Objective
Convert the data below into a Markdown table with two columns, Row and Text, giving each line its own numbered row and skipping blank lines.

Material to process
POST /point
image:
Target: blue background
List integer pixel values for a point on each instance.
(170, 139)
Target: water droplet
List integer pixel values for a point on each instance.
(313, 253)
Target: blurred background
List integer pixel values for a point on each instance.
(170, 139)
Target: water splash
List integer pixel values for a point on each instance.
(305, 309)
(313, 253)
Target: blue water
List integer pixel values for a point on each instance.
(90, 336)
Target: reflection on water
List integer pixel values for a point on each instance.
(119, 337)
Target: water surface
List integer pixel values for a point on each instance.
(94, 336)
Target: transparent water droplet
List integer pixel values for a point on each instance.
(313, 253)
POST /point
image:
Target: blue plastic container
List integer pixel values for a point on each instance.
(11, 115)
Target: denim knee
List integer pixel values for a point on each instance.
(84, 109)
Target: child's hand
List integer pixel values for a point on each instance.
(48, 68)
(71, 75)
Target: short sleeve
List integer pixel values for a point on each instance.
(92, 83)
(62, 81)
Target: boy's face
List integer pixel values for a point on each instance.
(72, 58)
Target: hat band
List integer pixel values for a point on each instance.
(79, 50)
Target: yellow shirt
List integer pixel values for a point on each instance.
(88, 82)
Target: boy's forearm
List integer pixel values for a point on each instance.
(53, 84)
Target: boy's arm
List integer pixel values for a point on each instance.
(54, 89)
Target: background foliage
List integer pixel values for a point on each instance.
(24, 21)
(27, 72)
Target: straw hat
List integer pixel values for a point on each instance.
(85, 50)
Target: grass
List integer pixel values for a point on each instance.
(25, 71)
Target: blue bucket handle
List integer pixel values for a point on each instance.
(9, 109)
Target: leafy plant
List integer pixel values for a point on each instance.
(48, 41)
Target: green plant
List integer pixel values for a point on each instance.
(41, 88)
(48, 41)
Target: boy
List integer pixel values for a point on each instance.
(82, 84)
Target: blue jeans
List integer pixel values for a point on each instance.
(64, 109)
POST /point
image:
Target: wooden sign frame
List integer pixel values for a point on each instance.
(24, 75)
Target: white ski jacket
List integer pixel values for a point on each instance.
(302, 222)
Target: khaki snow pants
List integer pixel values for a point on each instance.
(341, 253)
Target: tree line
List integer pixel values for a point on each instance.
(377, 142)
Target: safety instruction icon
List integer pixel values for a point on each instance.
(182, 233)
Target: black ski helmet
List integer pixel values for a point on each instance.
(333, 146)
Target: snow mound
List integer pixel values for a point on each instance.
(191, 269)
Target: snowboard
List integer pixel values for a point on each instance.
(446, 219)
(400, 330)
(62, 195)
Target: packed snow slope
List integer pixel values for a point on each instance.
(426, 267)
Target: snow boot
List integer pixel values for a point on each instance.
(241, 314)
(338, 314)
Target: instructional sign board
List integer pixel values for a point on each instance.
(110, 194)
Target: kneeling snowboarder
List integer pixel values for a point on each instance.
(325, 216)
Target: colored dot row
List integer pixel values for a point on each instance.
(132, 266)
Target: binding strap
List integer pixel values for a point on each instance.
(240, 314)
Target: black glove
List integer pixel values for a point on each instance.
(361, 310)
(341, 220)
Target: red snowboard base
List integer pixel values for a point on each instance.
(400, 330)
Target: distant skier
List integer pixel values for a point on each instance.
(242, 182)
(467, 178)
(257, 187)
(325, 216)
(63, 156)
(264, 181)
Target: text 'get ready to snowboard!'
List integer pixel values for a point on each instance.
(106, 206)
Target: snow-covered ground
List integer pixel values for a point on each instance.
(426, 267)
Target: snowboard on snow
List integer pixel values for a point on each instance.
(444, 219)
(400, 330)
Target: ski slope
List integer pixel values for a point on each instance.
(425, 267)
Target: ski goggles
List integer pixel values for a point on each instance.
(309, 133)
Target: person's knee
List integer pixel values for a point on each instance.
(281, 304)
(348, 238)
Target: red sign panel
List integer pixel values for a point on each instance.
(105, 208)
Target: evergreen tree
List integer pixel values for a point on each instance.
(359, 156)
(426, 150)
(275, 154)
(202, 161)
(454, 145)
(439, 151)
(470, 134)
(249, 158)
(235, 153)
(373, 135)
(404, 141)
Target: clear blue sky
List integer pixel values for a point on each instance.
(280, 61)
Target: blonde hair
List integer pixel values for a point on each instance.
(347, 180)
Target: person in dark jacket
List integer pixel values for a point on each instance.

Task solution
| Row | Text |
|---|---|
| 1 | POST /point |
| 2 | image: |
| 3 | Target: blue background |
| 4 | List integer pixel values for a point on each instance. |
| 5 | (170, 139) |
| 6 | Target: water droplet |
| 7 | List integer pixel values for a point on each instance. |
| 8 | (313, 253) |
| 9 | Target: blurred background |
| 10 | List integer pixel values for a point on each instance. |
| 11 | (170, 139) |
| 12 | Target: water splash |
| 13 | List integer pixel values for a point on each instance. |
| 14 | (305, 309) |
| 15 | (313, 253) |
| 16 | Target: blue water |
| 17 | List integer pixel values for a point on each instance. |
| 18 | (90, 336) |
| 19 | Target: reflection on water |
| 20 | List integer pixel values for a point on each instance. |
| 21 | (119, 337) |
| 22 | Target: water surface |
| 23 | List integer pixel values for a point on each instance. |
| 24 | (94, 336) |
| 25 | Target: transparent water droplet |
| 26 | List integer pixel values for a point on each instance. |
| 27 | (313, 253) |
| 28 | POST /point |
| 29 | image: |
| 30 | Target: blue plastic container |
| 31 | List integer pixel values for a point on each instance. |
| 32 | (11, 115) |
| 33 | Target: denim knee |
| 34 | List integer pixel values for a point on each instance. |
| 35 | (84, 109) |
| 36 | Target: child's hand |
| 37 | List integer pixel values for a point on each instance. |
| 38 | (48, 68) |
| 39 | (71, 75) |
| 40 | Target: short sleeve |
| 41 | List integer pixel values for a point on each instance. |
| 42 | (92, 83) |
| 43 | (62, 81) |
| 44 | Target: boy's face |
| 45 | List integer pixel values for a point on each instance. |
| 46 | (72, 58) |
| 47 | Target: hat band |
| 48 | List integer pixel values for a point on each instance. |
| 49 | (79, 50) |
| 50 | Target: yellow shirt |
| 51 | List integer pixel values for a point on each instance. |
| 52 | (88, 82) |
| 53 | Target: boy's forearm |
| 54 | List integer pixel values for a point on each instance. |
| 55 | (53, 84) |
| 56 | Target: boy's arm |
| 57 | List integer pixel values for a point on each instance. |
| 58 | (54, 89) |
| 59 | Target: background foliage |
| 60 | List integer pixel values for a point on each instance. |
| 61 | (24, 21) |
| 62 | (27, 72) |
| 63 | Target: straw hat |
| 64 | List integer pixel values for a point on each instance. |
| 65 | (85, 50) |
| 66 | Target: grass |
| 67 | List integer pixel values for a point on each instance. |
| 68 | (25, 71) |
| 69 | Target: blue bucket handle |
| 70 | List integer pixel values for a point on each instance. |
| 71 | (9, 109) |
| 72 | Target: leafy plant |
| 73 | List integer pixel values for a point on each instance. |
| 74 | (48, 41) |
| 75 | Target: green plant |
| 76 | List integer pixel values for a point on each instance. |
| 77 | (41, 88) |
| 78 | (48, 41) |
| 79 | Target: boy |
| 80 | List integer pixel values for a point on each instance. |
| 81 | (82, 84) |
| 82 | Target: blue jeans |
| 83 | List integer pixel values for a point on each instance. |
| 84 | (64, 109) |
| 85 | POST /point |
| 86 | image: |
| 87 | Target: wooden sign frame |
| 88 | List integer pixel values for a point on each instance. |
| 89 | (24, 75) |
| 90 | Target: white ski jacket |
| 91 | List integer pixel values for a point on each instance. |
| 92 | (302, 222) |
| 93 | Target: khaki snow pants |
| 94 | List integer pixel values for a point on each instance. |
| 95 | (341, 253) |
| 96 | Target: tree line |
| 97 | List integer pixel values for a point on each instance. |
| 98 | (377, 142) |
| 99 | Target: safety instruction icon |
| 100 | List integer pixel values for a point on each instance. |
| 101 | (182, 233) |
| 102 | Target: black ski helmet |
| 103 | List integer pixel values for a point on each instance. |
| 104 | (333, 146) |
| 105 | Target: snow mound |
| 106 | List integer pixel values for a point on each instance. |
| 107 | (191, 269) |
| 108 | Target: snowboard |
| 109 | List integer pixel values for a point on each instance. |
| 110 | (446, 219) |
| 111 | (400, 330) |
| 112 | (62, 195) |
| 113 | Target: packed snow slope |
| 114 | List integer pixel values for a point on each instance. |
| 115 | (426, 267) |
| 116 | Target: snow boot |
| 117 | List integer pixel values for a point on each instance. |
| 118 | (241, 314) |
| 119 | (338, 314) |
| 120 | Target: instructional sign board |
| 121 | List integer pixel values for a point on each instance. |
| 122 | (110, 194) |
| 123 | Target: kneeling snowboarder |
| 124 | List integer pixel values for a point on each instance. |
| 125 | (325, 216) |
| 126 | Target: colored dot row |
| 127 | List integer pixel values for a point on each instance. |
| 128 | (132, 266) |
| 129 | Target: binding strap |
| 130 | List integer pixel values for a point on each instance. |
| 131 | (240, 314) |
| 132 | Target: black glove |
| 133 | List integer pixel values for a point on each instance. |
| 134 | (361, 310) |
| 135 | (341, 220) |
| 136 | Target: red snowboard base |
| 137 | List integer pixel values for a point on each instance. |
| 138 | (400, 330) |
| 139 | Target: distant skier |
| 140 | List integer pixel values for a point on each instance. |
| 141 | (242, 182) |
| 142 | (467, 178) |
| 143 | (257, 187) |
| 144 | (325, 216) |
| 145 | (63, 156) |
| 146 | (264, 181) |
| 147 | Target: text 'get ready to snowboard!' |
| 148 | List integer pixel values for a point on each instance. |
| 149 | (106, 206) |
| 150 | Target: snow-covered ground |
| 151 | List integer pixel values for a point on each instance. |
| 152 | (426, 267) |
| 153 | Target: snowboard on snow |
| 154 | List integer pixel values for a point on each instance. |
| 155 | (444, 219) |
| 156 | (400, 330) |
| 157 | Target: ski slope |
| 158 | List integer pixel values for a point on each instance. |
| 159 | (425, 267) |
| 160 | Target: ski goggles |
| 161 | List integer pixel values for a point on each instance. |
| 162 | (309, 133) |
| 163 | Target: person's knee |
| 164 | List integer pixel values for a point on each instance. |
| 165 | (281, 304) |
| 166 | (348, 238) |
| 167 | Target: red sign panel |
| 168 | List integer pixel values for a point on each instance. |
| 169 | (105, 208) |
| 170 | Target: evergreen tree |
| 171 | List integer pixel values for a point on each instance. |
| 172 | (359, 156) |
| 173 | (426, 150) |
| 174 | (275, 154) |
| 175 | (202, 161) |
| 176 | (454, 145) |
| 177 | (439, 151) |
| 178 | (470, 134) |
| 179 | (249, 158) |
| 180 | (235, 153) |
| 181 | (373, 135) |
| 182 | (404, 141) |
| 183 | Target: clear blue sky |
| 184 | List integer pixel values for a point on each instance. |
| 185 | (280, 61) |
| 186 | Target: blonde hair |
| 187 | List integer pixel values for a point on each instance. |
| 188 | (347, 180) |
| 189 | Target: person in dark jacket |
| 190 | List integer pixel values for a point on each instance. |